(Named object pointing entries)

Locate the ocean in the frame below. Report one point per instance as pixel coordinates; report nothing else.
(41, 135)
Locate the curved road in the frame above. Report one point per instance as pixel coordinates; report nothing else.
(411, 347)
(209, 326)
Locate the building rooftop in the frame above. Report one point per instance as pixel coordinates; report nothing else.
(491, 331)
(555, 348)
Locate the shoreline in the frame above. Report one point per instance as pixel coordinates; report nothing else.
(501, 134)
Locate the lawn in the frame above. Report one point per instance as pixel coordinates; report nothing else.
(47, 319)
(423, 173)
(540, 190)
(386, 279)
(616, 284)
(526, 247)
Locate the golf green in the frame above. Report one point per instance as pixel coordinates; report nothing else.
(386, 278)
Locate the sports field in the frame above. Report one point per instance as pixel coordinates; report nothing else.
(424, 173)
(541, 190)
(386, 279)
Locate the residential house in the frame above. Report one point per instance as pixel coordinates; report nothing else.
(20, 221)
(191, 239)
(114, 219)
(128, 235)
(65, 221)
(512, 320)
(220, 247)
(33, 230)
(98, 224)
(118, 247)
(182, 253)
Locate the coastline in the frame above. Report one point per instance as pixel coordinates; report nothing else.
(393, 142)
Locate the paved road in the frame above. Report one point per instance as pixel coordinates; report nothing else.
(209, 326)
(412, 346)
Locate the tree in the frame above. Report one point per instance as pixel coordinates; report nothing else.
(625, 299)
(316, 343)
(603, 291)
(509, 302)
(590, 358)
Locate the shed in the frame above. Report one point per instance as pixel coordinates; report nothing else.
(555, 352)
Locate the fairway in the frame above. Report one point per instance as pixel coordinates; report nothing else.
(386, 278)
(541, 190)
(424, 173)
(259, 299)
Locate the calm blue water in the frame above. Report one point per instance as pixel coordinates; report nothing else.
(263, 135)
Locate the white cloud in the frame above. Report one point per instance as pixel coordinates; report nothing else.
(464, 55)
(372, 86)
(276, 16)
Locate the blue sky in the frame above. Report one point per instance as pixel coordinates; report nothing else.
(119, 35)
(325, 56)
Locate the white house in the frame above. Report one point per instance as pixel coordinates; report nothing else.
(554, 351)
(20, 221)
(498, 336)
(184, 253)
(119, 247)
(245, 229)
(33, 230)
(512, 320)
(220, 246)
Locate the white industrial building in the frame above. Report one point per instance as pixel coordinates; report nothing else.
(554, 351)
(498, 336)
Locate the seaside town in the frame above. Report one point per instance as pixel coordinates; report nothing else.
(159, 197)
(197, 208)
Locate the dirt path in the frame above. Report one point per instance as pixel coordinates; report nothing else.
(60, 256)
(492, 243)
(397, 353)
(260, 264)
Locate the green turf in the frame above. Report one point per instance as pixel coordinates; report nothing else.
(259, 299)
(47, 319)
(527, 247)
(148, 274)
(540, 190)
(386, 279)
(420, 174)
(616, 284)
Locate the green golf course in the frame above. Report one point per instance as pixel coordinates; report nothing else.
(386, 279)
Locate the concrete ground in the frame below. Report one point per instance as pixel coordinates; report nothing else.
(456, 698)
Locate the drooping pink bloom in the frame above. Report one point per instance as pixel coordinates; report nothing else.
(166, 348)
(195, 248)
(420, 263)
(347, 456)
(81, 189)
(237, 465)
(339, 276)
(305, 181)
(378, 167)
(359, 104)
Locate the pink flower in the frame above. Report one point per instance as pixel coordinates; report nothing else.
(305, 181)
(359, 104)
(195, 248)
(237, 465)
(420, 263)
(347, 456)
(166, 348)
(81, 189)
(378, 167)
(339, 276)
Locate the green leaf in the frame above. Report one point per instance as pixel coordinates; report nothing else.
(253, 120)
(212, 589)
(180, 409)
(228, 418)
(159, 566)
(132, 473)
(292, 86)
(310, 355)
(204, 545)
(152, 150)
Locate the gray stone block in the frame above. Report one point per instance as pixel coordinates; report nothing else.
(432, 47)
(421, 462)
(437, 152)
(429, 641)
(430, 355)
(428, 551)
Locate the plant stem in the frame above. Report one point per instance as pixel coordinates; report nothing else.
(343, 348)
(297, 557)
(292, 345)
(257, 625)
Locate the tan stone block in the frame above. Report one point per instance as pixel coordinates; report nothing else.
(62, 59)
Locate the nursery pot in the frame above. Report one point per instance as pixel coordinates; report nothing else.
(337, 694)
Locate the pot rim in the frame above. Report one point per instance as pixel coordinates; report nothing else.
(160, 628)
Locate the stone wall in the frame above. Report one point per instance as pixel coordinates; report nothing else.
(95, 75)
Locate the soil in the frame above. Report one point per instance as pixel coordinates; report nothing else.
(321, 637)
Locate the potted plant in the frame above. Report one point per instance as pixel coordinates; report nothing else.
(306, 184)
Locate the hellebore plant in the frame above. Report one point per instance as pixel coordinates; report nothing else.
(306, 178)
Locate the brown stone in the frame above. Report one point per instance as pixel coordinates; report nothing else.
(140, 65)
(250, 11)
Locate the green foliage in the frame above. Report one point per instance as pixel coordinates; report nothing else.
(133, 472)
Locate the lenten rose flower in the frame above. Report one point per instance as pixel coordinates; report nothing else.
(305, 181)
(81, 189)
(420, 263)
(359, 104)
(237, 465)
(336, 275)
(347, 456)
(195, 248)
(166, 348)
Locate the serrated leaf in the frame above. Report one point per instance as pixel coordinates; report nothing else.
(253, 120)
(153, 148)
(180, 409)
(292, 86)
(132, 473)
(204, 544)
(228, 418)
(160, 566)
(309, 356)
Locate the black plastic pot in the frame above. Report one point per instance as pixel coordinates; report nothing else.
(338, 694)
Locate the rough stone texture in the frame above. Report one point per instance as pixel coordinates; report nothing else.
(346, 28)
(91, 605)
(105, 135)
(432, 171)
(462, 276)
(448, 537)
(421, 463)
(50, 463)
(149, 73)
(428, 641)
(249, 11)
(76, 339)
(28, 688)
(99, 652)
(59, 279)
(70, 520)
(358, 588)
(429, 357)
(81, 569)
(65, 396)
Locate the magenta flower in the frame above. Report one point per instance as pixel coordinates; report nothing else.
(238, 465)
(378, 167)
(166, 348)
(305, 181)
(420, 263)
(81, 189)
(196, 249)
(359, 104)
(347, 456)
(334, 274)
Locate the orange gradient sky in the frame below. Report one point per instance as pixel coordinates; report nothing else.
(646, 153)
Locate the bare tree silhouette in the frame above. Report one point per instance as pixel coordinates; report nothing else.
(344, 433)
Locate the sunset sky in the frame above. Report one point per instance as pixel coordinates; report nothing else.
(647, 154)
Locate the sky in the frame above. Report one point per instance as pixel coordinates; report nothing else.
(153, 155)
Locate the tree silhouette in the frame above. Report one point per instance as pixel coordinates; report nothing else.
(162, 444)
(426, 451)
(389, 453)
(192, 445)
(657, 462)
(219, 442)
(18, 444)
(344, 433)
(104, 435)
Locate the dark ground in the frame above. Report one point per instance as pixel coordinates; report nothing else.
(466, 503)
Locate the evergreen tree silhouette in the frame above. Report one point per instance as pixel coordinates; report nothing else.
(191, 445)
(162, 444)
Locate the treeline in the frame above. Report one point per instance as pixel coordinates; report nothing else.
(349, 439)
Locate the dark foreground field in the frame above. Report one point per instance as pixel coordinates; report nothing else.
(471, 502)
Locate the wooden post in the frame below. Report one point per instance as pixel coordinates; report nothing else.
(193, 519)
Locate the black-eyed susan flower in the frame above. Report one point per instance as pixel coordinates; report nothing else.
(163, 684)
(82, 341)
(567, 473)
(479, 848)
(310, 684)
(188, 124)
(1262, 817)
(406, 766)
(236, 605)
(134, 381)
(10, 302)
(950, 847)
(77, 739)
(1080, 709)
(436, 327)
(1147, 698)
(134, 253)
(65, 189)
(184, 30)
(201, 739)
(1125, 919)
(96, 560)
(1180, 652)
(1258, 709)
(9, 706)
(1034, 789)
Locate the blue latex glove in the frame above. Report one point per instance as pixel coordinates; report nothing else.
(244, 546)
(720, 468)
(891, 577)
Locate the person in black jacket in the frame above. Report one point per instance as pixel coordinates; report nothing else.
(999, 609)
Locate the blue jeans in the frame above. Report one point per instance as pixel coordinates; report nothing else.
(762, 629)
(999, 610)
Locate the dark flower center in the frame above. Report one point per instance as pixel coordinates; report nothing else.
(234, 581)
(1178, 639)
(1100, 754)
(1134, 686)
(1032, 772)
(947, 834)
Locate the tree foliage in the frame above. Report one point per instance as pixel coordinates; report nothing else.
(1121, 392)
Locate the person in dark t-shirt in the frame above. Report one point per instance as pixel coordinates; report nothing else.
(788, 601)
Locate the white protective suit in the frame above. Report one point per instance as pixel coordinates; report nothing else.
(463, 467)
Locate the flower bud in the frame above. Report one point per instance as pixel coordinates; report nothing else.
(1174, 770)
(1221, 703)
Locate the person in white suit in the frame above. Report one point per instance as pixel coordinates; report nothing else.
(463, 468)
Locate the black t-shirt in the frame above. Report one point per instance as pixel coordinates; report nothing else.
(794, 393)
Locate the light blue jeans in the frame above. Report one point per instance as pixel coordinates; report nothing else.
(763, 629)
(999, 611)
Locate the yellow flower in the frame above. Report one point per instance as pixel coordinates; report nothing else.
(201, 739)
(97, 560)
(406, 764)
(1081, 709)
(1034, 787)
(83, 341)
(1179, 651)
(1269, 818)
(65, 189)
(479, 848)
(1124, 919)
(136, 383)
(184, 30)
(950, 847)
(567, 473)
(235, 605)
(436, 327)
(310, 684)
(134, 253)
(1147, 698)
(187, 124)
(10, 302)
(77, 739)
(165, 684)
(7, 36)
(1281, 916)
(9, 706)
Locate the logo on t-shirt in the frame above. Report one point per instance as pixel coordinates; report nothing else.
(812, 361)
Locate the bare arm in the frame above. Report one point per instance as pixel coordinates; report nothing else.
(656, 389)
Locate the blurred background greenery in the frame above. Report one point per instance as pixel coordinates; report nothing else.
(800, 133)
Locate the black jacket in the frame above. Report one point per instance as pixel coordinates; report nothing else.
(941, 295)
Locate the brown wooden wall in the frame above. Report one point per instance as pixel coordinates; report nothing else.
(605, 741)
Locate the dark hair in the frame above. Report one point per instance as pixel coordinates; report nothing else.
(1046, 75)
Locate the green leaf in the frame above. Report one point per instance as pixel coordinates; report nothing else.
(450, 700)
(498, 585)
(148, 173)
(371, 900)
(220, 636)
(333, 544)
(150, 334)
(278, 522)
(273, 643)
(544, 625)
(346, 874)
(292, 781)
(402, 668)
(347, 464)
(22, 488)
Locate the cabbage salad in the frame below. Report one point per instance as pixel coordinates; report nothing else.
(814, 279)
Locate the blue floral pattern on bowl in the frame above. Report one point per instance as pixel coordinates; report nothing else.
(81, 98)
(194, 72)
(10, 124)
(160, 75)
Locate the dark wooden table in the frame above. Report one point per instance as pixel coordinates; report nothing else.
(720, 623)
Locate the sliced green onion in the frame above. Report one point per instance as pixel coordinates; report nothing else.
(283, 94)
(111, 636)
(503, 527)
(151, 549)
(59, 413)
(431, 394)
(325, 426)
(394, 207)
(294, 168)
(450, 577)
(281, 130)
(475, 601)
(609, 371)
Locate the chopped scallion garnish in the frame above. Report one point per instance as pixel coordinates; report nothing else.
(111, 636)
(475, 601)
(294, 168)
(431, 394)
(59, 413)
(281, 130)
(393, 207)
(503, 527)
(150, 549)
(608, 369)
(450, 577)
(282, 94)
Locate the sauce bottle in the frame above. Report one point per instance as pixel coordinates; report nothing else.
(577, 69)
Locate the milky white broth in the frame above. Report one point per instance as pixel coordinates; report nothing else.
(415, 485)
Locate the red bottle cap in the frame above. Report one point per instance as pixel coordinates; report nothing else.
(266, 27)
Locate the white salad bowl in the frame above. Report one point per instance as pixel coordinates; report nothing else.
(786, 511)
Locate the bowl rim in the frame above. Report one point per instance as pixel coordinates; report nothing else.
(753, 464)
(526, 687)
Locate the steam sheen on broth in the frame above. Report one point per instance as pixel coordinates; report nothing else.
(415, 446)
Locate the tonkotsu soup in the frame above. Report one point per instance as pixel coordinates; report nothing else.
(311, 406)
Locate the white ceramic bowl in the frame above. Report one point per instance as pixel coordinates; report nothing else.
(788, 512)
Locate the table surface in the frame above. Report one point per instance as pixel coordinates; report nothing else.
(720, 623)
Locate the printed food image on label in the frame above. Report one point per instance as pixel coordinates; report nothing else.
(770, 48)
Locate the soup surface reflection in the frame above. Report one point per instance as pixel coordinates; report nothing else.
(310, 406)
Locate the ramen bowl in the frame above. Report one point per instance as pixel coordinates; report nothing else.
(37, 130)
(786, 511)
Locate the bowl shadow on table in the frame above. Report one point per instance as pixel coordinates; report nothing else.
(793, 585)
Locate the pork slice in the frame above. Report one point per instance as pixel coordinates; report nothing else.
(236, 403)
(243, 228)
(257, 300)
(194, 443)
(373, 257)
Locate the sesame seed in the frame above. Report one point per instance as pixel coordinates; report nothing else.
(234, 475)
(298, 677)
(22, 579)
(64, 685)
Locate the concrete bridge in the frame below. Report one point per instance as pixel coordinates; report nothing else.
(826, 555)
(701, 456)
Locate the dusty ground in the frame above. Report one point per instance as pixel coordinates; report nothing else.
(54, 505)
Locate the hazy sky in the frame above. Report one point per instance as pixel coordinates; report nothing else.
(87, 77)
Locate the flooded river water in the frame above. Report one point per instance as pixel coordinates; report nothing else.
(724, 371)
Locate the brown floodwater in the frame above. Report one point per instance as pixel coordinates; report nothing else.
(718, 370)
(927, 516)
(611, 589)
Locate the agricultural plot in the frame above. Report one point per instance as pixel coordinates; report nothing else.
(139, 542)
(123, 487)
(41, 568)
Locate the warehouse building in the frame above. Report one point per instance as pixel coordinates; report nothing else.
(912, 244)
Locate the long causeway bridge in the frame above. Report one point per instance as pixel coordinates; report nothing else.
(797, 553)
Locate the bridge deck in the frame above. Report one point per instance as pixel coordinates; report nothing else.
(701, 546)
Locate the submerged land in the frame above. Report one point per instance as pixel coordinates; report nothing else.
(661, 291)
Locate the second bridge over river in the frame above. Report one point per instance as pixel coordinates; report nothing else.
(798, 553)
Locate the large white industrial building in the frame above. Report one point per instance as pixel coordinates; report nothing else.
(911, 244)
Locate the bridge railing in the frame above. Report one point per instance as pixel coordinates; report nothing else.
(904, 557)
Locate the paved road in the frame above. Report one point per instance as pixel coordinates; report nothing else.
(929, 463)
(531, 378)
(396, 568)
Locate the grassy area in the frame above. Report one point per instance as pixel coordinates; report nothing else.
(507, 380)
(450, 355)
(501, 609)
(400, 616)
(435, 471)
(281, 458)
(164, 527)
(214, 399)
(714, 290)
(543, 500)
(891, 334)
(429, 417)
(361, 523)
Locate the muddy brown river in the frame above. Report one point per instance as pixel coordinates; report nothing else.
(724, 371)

▶ _EXERCISE DESCRIPTION_
Transcribe the records above exactly, but only from the line that contains "Locate the dusty" through their final line, inclusive.

▶ _ANSWER TO THE TASK_
Locate the dusty ground in the frame above. Report one point per instance as pixel coordinates; report nothing else.
(54, 505)
Locate the hazy sky in the frame above. Report one point per instance as pixel coordinates; report nothing else.
(87, 77)
Locate the flooded river water in the frame above. Report one point per instance as pixel coordinates; report nothing else.
(724, 371)
Locate the brown floodwater in the frame above. Report one point per instance as pixel coordinates; report nothing else.
(718, 370)
(927, 516)
(611, 589)
Locate the agricultural plot in the frame above. Report one point per instance as pixel coordinates; report nothing else.
(139, 542)
(123, 487)
(41, 568)
Locate the warehouse building in the frame above. Report one point per instance as pixel coordinates; report nothing else.
(912, 244)
Locate the long causeway bridge in the frame above. Report one point per instance as pixel coordinates; report nothing else.
(797, 553)
Locate the bridge deck in the frame above. Report one point per instance as pixel coordinates; report nothing else.
(701, 546)
Locate the submerged land in the frame above. Report one point per instance as pixel coordinates; report nothing else.
(661, 291)
Locate the second bridge over river in the frame above. Report one point per instance as pixel coordinates; report nothing else.
(798, 553)
Locate the large white industrial building in the frame above. Report one point per instance as pixel coordinates; report nothing else.
(911, 244)
Locate the bridge railing in the frame above. Report one point per instance as pixel coordinates; report nothing else.
(904, 557)
Locate the paved road in the frame above. Report one point per instance as pixel coordinates; report nothing else.
(929, 463)
(531, 378)
(396, 568)
Locate the grassy area in the frame above. Report one point per instance as pixel coordinates; report nothing else.
(507, 380)
(450, 355)
(501, 609)
(400, 616)
(435, 471)
(281, 458)
(164, 527)
(214, 399)
(714, 290)
(543, 500)
(891, 334)
(429, 417)
(361, 523)
Locate the muddy brown river in the frame above. Report one point per instance as pixel coordinates; report nothing else.
(724, 371)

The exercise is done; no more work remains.